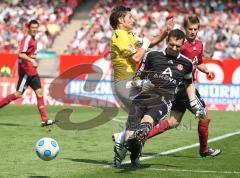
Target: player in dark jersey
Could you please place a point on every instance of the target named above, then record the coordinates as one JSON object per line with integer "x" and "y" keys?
{"x": 28, "y": 76}
{"x": 193, "y": 49}
{"x": 158, "y": 76}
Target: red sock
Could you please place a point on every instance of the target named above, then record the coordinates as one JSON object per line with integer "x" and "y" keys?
{"x": 203, "y": 135}
{"x": 42, "y": 109}
{"x": 161, "y": 127}
{"x": 7, "y": 100}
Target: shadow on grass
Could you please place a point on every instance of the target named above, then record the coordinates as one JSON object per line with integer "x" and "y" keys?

============================================================

*Problem details*.
Your answer must be the records exactly as they stand, with no pictures in it.

*Exercise output*.
Target: player in dark jersey
Could you please place a point on every instance of the target named above, then record the coordinates as one JSON object per line with integer "x" and "y" keys?
{"x": 28, "y": 76}
{"x": 193, "y": 49}
{"x": 158, "y": 76}
Target: red sock
Could you please place a point on every instance of the target named above, then record the coordinates as one JSON object per line with integer "x" and "y" keys?
{"x": 203, "y": 135}
{"x": 42, "y": 109}
{"x": 161, "y": 127}
{"x": 7, "y": 100}
Target: shadow on grass
Could you please place a point on every instance of the target named above, then record the coordinates as one JSON object per line with integer "x" and "y" keys?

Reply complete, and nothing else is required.